## Exercise requirements
Reproduce the entries shown below only from the line with "101L47 67L24 52L5" down to the line with "111L127 126L143 120L140", keeping both end lines and copying each one exactly.

Dataset entries:
-------------------------

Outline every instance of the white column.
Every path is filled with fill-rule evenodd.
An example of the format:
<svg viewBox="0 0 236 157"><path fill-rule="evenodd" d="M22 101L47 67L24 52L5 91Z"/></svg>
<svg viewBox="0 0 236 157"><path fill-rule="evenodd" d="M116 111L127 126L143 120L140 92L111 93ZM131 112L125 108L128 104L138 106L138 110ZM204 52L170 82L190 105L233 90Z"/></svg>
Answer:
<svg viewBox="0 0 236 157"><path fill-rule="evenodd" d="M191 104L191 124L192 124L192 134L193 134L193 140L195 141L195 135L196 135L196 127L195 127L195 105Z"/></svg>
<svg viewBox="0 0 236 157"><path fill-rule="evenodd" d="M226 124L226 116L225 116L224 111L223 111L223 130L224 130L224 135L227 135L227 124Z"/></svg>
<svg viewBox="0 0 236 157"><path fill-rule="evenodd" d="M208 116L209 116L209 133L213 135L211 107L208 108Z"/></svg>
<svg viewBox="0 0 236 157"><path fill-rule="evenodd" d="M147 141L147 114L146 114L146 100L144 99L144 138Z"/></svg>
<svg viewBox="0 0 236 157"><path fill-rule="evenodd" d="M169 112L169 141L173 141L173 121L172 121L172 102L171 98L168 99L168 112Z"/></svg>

-------------------------

## Problem solution
<svg viewBox="0 0 236 157"><path fill-rule="evenodd" d="M22 101L47 67L24 52L5 91Z"/></svg>
<svg viewBox="0 0 236 157"><path fill-rule="evenodd" d="M116 111L127 126L143 120L140 92L111 93ZM131 112L125 108L128 104L138 106L138 110ZM204 52L170 82L190 105L233 90Z"/></svg>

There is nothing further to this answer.